### EXCERPT TO READ
---*---

-1

I'm storing lots of variables in APC per second. At the same time, I have a CRON task which continuously executes a php process for reading the variables from APC, deleting it from APC and storing it in database. The php script get all variables identified by a prefix. The problem is that while a PHP process access to APC, read all variables, delete them from APC and inserts it on database, another process (launched also by CRON) could read the same data because it has not been deleted yet and I would be duplicating data in my database. Is there any solution for this? Maybe it is an APC limitation?

Thanks in advance.

Mark

mark
  • 9
  • 1
  • 1
    You shouldn't be using the cache in the first place. Use the database directly. And switch to Postgres if MySQL can't handle the load. – Denis de Bernardy Jun 07 '13 at 09:32
  • There are many solutions available, from creating a daemon php process which has a thread that saves to APC and a thread that saves data to DB. Having the db with unique constraint set up will take care of having duplicates. Also, advices such as the one above my comment are something you should ignore and focus on getting concurrency working first. – N.B. Jun 07 '13 at 09:38
  • Even though a message queue certainly sounds like the right way to go here just for the sake of simplicity and keeping on track of your current implementation: when you say 'another' cron, do you mean a completely different job or the same job just a later (overlapping) run ? – smassey Jun 07 '13 at 09:57
  • #Denis, thanks for the answer, but we are expecting to have a scenario where the database cannot manage with all these load. Because of that, we want to create a buffer with APC and have a process to store via big block data inserts (instead of doing an insert for every request). Thanks for the answer. – mark Jun 07 '13 at 10:38
  • #N.B Thanks for the answer, creating a daemon sounds good but I have had bad experiences with daemons and databases because of keeping open connections during so much time and because of that, the database memory load be highly increased. Nevertheless, I will consider it. Also you have mentioned 'unique constraint'. My data will not be unique. Suppose that I'm collecting data for analyzing it later. It is possible to have repeated data if I collect it, but I don't want to detract my data because concurrency problems when inserting it on database. Thanks for your answer. – mark Jun 07 '13 at 10:40
  • A daemon will have only 1 open connection to the database, there is no need to have N connections. As for unique constraints, your APC entries have keys. Just add the keys to the insert and have a unique constraint on that, have it autoincrement in APC or similar and you don't have to worry about any kinds of duplicates. – N.B. Jun 07 '13 at 10:50
  • #smassey, thanks for your answer. I'm referring to 'the same job just a later (overlapping) run'. Where the problem is this 'overlapping' that could read APC data already read by the previously executed job but not deleted yet from APC, and as a result of this overlapping, have duplicated (or triplicated...) stored data. Thanks for your answer. – mark Jun 07 '13 at 10:50
  • Thanks again N.B. I wanted to mean only one connection, sorry. When I worked with dat, because of having it opened along the time, it used to consume ram exponentially. Also the key storage could be a nice solution ;) Thanks for the answer! – mark Jun 07 '13 at 11:02
  • That's why you optimize it in a way that after 10-20 inserts, you kill the connection and open a new one, much similar to what PHP-FastCGI does with PHP processes. However, having a buffer infront of the database in form of APC isn't the best solution. This looks like a huge misconfiguration of the database itself. On today's SSD's, you can achieve at least 3000 inserts per second (on my regular SSD without any kind of raid @ my test system, I can get about 4k inserts per second). I would look into optimizing the db before performing a full-fledged PHP solution. – N.B. Jun 07 '13 at 12:31

1 Answers1

0

First, I'd love to know out of curiosity the reasoning behind this solution! Very interested!

---*---

### MATERIAL SHOWN
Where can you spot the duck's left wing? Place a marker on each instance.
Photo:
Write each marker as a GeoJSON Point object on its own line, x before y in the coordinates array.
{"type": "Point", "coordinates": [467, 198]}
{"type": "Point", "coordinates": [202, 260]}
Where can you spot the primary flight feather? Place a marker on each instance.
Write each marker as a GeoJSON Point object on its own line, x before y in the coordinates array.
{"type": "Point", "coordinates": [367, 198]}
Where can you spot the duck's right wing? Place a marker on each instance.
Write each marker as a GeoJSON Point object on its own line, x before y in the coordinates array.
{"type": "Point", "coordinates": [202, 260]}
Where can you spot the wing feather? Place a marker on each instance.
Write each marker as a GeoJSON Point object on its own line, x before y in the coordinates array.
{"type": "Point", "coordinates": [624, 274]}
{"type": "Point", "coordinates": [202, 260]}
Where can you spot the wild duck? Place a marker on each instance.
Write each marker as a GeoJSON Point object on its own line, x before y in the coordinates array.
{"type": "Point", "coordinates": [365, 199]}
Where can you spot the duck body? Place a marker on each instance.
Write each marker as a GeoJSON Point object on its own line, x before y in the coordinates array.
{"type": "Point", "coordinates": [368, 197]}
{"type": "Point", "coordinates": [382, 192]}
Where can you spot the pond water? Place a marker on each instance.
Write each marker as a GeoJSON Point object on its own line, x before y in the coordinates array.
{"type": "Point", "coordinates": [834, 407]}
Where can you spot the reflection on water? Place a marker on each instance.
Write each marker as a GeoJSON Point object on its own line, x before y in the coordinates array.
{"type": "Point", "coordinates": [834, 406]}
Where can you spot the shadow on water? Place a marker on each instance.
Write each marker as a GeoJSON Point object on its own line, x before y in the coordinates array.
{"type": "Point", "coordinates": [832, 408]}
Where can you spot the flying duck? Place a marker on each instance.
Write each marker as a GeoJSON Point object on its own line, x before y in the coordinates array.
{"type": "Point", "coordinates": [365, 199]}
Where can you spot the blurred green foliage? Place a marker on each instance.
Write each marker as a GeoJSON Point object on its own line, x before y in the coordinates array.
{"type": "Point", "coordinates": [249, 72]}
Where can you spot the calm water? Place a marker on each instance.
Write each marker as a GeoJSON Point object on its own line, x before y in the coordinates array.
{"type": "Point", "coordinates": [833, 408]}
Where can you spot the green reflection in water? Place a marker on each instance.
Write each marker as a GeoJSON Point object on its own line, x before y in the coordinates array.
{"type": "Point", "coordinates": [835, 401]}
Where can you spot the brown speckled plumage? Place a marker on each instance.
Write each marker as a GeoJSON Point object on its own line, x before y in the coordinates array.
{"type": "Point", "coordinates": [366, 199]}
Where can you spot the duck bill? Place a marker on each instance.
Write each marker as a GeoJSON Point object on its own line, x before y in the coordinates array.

---*---

### WHAT YOU NEED TO DO
- a) Return the passage of the forum thread on APC and cron jobs from "I'm storing lots" up to and including "an APC limitation?", word for word.
- b) Rewrite the records from the line with "Where can you spot the green" up to and including the last line of the records as a numbered list, omitting any blank lines.

### ANSWERS TO THE EXERCISE
- a)
I'm storing lots of variables in APC per second. At the same time, I have a CRON task which continuously executes a php process for reading the variables from APC, deleting it from APC and storing it in database. The php script get all variables identified by a prefix. The problem is that while a PHP process access to APC, read all variables, delete them from APC and inserts it on database, another process (launched also by CRON) could read the same data because it has not been deleted yet and I would be duplicating data in my database. Is there any solution for this? Maybe it is an APC limitation?

- b)
1. Where can you spot the green reflection in water? Place a marker on each instance.
2. Write each marker as a GeoJSON Point object on its own line, x before y in the coordinates array.
3. {"type": "Point", "coordinates": [835, 401]}
4. Where can you spot the brown speckled plumage? Place a marker on each instance.
5. Write each marker as a GeoJSON Point object on its own line, x before y in the coordinates array.
6. {"type": "Point", "coordinates": [366, 199]}
7. Where can you spot the duck bill? Place a marker on each instance.
8. Write each marker as a GeoJSON Point object on its own line, x before y in the coordinates array.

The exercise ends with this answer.